| WHAT IS NEEDED |
Check each line of the entries. Copy the ones that contain the string "identify".

Point-per-instance localization data:
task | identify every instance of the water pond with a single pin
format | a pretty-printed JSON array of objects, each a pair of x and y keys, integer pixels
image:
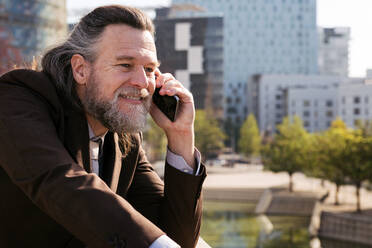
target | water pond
[{"x": 232, "y": 225}]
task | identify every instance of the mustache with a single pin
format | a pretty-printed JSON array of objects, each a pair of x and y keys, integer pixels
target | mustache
[{"x": 134, "y": 92}]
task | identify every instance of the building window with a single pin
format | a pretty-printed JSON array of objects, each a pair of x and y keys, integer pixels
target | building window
[
  {"x": 329, "y": 113},
  {"x": 329, "y": 103}
]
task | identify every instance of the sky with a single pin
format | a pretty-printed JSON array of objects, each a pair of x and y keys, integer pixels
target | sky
[{"x": 356, "y": 14}]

| EXERCISE OUTPUT |
task | identify every instance of the water pond with a single pin
task | identify every instance of the mustache with a single pin
task | identify every instance of the building window with a single pin
task | identify every instance of the sky with a single pin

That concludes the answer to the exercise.